AIM OF THE TASK: Rewrite the data from its first line through the line containing "M 163 173 L", inclusive, as a JSON list of strings with one string per line. Leave out blank lines.
-------- INFORMATION PROVIDED --------
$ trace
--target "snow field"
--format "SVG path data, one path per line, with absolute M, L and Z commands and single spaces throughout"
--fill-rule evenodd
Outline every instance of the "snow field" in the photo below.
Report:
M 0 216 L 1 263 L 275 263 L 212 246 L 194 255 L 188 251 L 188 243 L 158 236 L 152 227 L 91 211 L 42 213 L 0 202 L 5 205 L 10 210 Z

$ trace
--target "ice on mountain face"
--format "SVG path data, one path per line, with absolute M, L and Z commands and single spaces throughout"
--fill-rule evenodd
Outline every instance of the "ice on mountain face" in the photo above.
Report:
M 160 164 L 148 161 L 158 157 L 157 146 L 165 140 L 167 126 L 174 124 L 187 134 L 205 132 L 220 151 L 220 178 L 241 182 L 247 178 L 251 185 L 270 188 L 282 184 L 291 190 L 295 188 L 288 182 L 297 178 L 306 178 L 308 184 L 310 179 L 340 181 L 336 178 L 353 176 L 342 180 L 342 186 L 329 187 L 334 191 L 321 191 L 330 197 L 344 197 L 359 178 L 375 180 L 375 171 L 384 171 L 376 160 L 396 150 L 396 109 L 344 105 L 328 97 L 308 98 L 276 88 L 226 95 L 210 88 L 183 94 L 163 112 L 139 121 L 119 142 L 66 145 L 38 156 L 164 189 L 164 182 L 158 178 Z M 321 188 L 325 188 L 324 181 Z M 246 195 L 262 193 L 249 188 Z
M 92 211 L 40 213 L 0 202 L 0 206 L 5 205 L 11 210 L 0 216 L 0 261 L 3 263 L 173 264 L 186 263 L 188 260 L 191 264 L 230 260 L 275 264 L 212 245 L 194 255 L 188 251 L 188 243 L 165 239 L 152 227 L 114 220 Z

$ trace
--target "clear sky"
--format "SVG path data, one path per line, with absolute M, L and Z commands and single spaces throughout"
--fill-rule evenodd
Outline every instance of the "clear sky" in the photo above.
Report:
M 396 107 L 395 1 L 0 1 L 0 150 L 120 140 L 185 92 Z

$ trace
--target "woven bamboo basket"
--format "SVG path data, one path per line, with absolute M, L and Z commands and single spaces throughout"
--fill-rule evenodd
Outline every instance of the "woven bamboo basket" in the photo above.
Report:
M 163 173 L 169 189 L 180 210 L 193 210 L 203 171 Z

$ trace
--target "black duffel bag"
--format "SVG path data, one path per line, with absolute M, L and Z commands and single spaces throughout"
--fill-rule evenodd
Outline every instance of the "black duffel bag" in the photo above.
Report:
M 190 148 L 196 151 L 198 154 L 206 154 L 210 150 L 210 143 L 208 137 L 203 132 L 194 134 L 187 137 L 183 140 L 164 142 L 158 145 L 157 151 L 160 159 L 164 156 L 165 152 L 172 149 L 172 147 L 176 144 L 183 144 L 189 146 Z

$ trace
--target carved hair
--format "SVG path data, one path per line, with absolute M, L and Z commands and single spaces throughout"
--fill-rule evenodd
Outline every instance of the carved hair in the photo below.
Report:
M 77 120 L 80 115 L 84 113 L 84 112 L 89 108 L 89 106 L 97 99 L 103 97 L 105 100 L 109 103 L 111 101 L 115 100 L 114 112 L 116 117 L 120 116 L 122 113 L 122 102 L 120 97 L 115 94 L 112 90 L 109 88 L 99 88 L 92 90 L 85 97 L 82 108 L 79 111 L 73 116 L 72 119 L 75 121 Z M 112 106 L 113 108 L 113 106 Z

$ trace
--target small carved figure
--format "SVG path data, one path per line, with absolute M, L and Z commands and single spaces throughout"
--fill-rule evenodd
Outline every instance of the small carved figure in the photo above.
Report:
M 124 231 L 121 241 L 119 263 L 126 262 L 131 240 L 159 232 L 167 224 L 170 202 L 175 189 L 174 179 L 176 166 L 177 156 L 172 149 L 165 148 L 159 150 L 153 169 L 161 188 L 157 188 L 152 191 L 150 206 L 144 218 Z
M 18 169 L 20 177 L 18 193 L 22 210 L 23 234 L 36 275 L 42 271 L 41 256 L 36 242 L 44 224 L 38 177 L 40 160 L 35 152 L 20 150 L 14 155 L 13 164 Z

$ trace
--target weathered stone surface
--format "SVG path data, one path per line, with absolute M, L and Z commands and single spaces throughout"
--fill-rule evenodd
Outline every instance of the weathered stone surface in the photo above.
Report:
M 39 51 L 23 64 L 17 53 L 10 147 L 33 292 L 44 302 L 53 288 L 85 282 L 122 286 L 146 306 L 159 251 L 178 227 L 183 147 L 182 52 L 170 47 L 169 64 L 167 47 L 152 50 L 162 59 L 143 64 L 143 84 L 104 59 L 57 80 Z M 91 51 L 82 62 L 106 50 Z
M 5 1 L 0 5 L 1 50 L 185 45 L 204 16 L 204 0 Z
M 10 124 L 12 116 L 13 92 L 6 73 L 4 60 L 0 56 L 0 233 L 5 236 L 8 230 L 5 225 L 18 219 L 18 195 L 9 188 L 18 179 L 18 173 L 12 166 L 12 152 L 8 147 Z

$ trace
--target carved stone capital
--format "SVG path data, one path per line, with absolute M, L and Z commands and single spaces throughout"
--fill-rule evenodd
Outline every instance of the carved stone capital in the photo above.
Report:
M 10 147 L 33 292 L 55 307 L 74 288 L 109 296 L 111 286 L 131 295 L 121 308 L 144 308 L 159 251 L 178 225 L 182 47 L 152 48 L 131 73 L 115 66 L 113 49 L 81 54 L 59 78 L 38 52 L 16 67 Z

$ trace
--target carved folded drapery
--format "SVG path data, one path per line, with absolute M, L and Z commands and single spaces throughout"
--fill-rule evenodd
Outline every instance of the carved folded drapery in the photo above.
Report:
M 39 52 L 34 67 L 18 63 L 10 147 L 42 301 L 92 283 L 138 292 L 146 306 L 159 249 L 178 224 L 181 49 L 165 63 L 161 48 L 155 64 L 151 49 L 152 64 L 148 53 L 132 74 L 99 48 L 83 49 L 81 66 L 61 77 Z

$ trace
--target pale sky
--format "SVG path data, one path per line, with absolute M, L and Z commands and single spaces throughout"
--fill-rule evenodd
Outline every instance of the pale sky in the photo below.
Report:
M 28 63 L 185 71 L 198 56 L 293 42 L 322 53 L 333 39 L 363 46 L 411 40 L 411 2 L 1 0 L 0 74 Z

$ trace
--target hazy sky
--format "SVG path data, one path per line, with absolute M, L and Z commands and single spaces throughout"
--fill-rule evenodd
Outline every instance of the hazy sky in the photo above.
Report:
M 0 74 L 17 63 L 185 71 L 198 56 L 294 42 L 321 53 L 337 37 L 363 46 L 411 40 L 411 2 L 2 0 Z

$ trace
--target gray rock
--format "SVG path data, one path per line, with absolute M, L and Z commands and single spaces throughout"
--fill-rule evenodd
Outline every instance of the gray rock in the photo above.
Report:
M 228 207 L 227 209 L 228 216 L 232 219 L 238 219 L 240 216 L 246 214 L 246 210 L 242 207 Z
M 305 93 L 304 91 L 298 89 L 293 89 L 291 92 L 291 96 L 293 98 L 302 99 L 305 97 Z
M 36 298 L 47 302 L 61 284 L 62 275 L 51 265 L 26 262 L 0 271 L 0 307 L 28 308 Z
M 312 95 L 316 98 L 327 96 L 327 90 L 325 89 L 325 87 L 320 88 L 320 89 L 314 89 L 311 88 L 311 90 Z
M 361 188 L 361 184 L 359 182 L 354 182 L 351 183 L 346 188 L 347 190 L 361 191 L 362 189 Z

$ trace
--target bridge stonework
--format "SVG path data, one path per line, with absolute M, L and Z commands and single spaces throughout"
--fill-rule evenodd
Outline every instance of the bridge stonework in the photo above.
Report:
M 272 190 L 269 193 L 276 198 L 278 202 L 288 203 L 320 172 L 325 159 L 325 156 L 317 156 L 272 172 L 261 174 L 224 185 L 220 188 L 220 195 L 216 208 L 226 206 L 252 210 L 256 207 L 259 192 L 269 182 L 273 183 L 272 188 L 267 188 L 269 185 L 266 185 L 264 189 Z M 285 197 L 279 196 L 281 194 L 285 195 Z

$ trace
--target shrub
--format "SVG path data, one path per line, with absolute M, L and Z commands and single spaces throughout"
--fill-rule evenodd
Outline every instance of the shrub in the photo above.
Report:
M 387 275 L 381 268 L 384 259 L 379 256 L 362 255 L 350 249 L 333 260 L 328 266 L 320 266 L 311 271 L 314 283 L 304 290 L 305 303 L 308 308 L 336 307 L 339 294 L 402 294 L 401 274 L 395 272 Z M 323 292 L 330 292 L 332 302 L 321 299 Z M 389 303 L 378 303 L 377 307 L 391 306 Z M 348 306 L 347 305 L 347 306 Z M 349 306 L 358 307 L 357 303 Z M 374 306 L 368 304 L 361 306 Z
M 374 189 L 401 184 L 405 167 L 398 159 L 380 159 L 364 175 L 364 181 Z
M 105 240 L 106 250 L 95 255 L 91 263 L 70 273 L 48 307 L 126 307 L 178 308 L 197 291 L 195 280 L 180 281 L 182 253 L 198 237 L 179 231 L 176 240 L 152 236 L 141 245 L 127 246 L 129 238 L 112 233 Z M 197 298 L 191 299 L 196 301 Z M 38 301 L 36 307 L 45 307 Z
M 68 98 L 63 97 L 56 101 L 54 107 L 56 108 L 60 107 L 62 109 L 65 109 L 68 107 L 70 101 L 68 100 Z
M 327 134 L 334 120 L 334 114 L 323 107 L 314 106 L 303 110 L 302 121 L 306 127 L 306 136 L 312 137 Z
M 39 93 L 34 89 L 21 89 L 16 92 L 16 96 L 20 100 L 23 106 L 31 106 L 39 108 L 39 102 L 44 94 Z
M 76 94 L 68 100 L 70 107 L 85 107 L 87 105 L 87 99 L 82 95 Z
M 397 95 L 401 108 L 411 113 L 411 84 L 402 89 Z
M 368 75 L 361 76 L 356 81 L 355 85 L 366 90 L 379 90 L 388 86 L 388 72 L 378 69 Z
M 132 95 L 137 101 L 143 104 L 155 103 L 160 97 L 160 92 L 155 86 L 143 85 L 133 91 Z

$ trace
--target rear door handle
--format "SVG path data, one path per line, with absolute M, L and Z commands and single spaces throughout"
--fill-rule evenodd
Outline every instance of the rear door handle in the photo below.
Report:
--------
EXPECTED ANSWER:
[
  "$ trace",
  "--target \"snow field\"",
  "--format \"SVG path data, one path per line, with absolute M, L and Z commands and single spaces throughout\"",
  "--fill-rule evenodd",
  "Outline every instance of the \"snow field\" in the photo below.",
  "Report:",
  "M 0 216 L 1 263 L 275 263 L 212 246 L 194 255 L 188 251 L 188 243 L 158 236 L 152 227 L 91 211 L 42 213 L 0 202 L 5 205 L 10 210 Z",
  "$ trace",
  "--target \"ice on mountain face\"",
  "--format \"SVG path data, one path per line, with absolute M, L and Z commands and single spaces throughout\"",
  "--fill-rule evenodd",
  "Outline every instance of the \"ice on mountain face\" in the photo above.",
  "Report:",
  "M 160 164 L 148 161 L 158 157 L 157 146 L 165 140 L 167 126 L 174 124 L 187 134 L 205 132 L 220 151 L 220 178 L 241 182 L 247 178 L 251 185 L 270 188 L 282 184 L 291 190 L 295 188 L 288 182 L 297 178 L 306 178 L 308 184 L 310 179 L 340 181 L 336 178 L 353 176 L 342 180 L 342 186 L 329 187 L 334 191 L 321 191 L 330 197 L 344 197 L 359 178 L 375 180 L 375 171 L 384 171 L 376 160 L 396 150 L 396 109 L 344 105 L 328 97 L 308 98 L 276 88 L 226 95 L 210 88 L 183 94 L 163 112 L 139 121 L 119 142 L 66 145 L 38 156 L 164 189 L 164 182 L 158 178 Z M 321 188 L 325 188 L 324 181 Z M 246 195 L 262 193 L 249 188 Z",
  "M 92 211 L 40 213 L 0 202 L 0 206 L 5 205 L 11 210 L 0 216 L 0 261 L 3 263 L 173 264 L 186 263 L 188 260 L 191 264 L 230 260 L 275 264 L 212 245 L 194 255 L 188 251 L 188 243 L 165 239 L 152 227 L 114 220 Z",
  "$ trace",
  "--target \"clear sky\"",
  "--format \"SVG path data, one path per line, with absolute M, L and Z commands and single spaces throughout\"",
  "--fill-rule evenodd",
  "Outline every instance of the \"clear sky\" in the photo above.",
  "Report:",
  "M 396 107 L 395 1 L 0 1 L 0 150 L 120 140 L 185 92 Z",
  "$ trace",
  "--target \"woven bamboo basket\"",
  "--format \"SVG path data, one path per line, with absolute M, L and Z commands and single spaces throughout\"",
  "--fill-rule evenodd",
  "Outline every instance of the \"woven bamboo basket\" in the photo above.",
  "Report:",
  "M 163 173 L 169 189 L 180 210 L 193 210 L 203 171 Z"
]